_Instructions to follow_
Go through the data and count the lines holding the string "lemon". Write only the number.

_Extracted data_

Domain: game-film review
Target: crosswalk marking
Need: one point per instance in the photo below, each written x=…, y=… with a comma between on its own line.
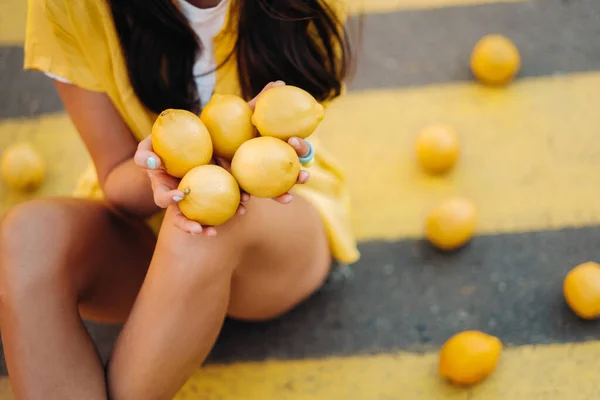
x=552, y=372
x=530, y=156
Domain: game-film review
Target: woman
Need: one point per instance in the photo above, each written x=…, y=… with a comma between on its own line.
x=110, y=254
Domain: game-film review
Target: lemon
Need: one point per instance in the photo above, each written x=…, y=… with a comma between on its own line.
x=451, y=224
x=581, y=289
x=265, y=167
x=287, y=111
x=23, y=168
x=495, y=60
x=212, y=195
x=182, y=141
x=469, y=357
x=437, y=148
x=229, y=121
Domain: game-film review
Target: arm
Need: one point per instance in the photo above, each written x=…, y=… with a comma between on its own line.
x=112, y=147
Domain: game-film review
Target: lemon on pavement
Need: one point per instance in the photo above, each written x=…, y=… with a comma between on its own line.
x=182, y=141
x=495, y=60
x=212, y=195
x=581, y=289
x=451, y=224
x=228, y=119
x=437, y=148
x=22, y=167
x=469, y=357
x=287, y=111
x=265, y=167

--

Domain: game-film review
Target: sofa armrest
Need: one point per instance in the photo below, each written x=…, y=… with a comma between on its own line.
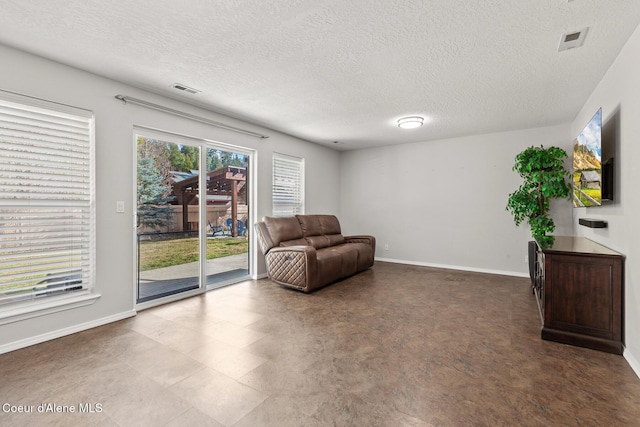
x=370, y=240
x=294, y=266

--

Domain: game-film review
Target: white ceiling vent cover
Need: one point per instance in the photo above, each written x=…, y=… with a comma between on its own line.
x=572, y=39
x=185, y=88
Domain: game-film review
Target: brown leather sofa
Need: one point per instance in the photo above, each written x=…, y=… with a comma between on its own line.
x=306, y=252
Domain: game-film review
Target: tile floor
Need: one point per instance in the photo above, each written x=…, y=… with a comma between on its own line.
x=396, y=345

_Answer box_
2